→ Exercise goal
Reproduce the listing below, switching every occurrence of "Found at" to "Located at" and leaving all other text unchanged.

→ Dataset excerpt
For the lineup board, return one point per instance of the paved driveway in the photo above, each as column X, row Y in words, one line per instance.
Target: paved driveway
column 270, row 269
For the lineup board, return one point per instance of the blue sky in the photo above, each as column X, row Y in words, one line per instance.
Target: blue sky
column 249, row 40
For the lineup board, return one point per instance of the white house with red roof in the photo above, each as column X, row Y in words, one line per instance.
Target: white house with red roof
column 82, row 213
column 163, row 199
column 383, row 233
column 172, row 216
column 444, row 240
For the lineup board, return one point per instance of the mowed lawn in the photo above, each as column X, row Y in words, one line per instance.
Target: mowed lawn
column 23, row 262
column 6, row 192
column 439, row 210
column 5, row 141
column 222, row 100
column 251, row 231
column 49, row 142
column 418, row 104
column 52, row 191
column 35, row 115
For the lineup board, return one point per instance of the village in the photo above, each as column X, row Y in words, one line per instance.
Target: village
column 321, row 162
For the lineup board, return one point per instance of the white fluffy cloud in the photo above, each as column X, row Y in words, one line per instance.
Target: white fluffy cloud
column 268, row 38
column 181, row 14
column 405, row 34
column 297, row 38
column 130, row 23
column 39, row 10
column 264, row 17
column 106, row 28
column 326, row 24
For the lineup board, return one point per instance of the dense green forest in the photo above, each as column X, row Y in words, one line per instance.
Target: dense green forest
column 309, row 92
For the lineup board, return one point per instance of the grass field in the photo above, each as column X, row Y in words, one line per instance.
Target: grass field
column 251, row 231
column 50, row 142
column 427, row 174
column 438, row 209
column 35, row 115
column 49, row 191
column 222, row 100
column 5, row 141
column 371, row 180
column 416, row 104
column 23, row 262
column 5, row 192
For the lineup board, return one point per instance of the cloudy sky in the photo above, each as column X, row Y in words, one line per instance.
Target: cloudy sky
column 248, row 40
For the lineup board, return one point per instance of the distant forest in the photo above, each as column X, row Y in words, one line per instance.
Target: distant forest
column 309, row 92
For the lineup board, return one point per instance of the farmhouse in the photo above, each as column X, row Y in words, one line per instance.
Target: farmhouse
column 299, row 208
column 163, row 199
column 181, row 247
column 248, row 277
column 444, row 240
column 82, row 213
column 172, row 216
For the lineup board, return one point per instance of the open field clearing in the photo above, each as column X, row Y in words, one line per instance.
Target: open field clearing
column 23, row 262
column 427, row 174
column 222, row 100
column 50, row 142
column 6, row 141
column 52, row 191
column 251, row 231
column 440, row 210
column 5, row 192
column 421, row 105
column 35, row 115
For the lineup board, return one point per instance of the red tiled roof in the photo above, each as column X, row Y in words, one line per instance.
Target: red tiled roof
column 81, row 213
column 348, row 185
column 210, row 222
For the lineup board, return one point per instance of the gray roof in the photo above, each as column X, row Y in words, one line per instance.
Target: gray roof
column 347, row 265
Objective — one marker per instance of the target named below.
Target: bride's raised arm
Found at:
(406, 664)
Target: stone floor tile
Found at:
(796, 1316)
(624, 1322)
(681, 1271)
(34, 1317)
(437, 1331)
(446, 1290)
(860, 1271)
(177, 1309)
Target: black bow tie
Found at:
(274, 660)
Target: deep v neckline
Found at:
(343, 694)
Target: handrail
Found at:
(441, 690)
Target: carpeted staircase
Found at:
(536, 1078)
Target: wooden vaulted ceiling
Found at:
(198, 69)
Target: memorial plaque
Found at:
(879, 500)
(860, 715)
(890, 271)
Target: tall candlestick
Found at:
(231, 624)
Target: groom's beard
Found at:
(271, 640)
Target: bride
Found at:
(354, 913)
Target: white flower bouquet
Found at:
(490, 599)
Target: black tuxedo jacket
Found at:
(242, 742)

→ Final answer
For the lineup board, return one point per instance of the paved driveway in the photo above, each as column X, row Y in words, one line per instance.
Target: paved driveway
column 270, row 269
For the lineup board, return one point per instance of the blue sky in the photo above, each as column X, row Y in words, one line per instance.
Target: blue sky
column 249, row 40
For the lineup board, return one point per instance of the white house with red roof in the photo above, each as column X, row Y in words, one line per instance.
Target: white house with red roof
column 82, row 213
column 163, row 199
column 383, row 233
column 172, row 216
column 444, row 240
For the lineup board, return one point per instance of the mowed lawn in the photo above, each as column X, row Y in words, one line per instance.
Target: mowed lawn
column 23, row 262
column 6, row 192
column 439, row 210
column 5, row 141
column 222, row 100
column 251, row 231
column 49, row 142
column 418, row 104
column 52, row 191
column 35, row 115
For the lineup board, return one point per instance of the village in the photo above, each as column X, row Y in words, one line per instance.
Target: village
column 321, row 162
For the lineup board, return one point per instance of the white fluffy cloud in the photo above, each as column X, row Y in words, one line per instance.
Target: white fluffy cloud
column 268, row 38
column 181, row 14
column 405, row 34
column 297, row 38
column 130, row 23
column 39, row 10
column 264, row 17
column 106, row 28
column 326, row 24
For the lineup board, return one point per instance of the dense green forest in the photo above, each as column X, row Y in words, one line per instance.
Target: dense green forest
column 309, row 92
For the lineup board, return one point per instance of the grass field in the photo above, each as column X, row Y in words, one line per instance.
Target: grass field
column 251, row 231
column 50, row 142
column 427, row 174
column 438, row 209
column 35, row 115
column 49, row 191
column 222, row 100
column 5, row 141
column 371, row 180
column 416, row 104
column 23, row 262
column 5, row 192
For the lineup board, return one point per instance of the cloudy sky in the photo above, each as column X, row Y in words, one line per instance.
Target: cloudy sky
column 248, row 40
For the lineup board, return one point per instance of the distant forest in the photo above, each as column X, row Y in words, one line per instance.
Target: distant forest
column 309, row 92
For the lineup board, return one point per instance of the farmhouse in the photo above, each as column X, row Y in words, one line per instance.
Target: farmhouse
column 299, row 208
column 163, row 199
column 181, row 247
column 248, row 277
column 444, row 240
column 82, row 213
column 172, row 216
For the lineup board, return one point per instance of the open field clearing in the photo above, each as column X, row Y in words, one line per instance.
Target: open field clearing
column 23, row 262
column 427, row 174
column 222, row 100
column 50, row 142
column 6, row 141
column 52, row 191
column 251, row 231
column 440, row 210
column 5, row 192
column 421, row 105
column 35, row 115
For the lineup board, return one point per instance of the red tiled roof in the photo above, each as column X, row Y in words, one line per instance.
Target: red tiled roof
column 81, row 213
column 348, row 185
column 210, row 222
For the lineup board, return one point per instance of the gray roof in the photo above, each as column X, row Y in words, one line per instance.
Target: gray roof
column 347, row 265
Objective — one marker per instance of the target named below.
Target: bride's raised arm
Located at:
(406, 664)
Target: stone floor tile
Located at:
(796, 1316)
(624, 1322)
(681, 1271)
(34, 1317)
(437, 1331)
(446, 1290)
(860, 1271)
(177, 1309)
Target: black bow tie
Located at:
(274, 660)
Target: deep v neckline
Located at:
(343, 694)
Target: handrail
Located at:
(441, 690)
Target: carpeted staircase
Located at:
(536, 1078)
Target: wooden vaulted ceiling
Located at:
(198, 69)
Target: memorial plaque
Located at:
(879, 500)
(860, 715)
(890, 271)
Target: tall candlestick
Located at:
(231, 624)
Target: groom's beard
Located at:
(271, 640)
Target: bride
Located at:
(354, 913)
Target: white flower bouquet
Located at:
(490, 599)
Target: black tuxedo jacket
Located at:
(242, 742)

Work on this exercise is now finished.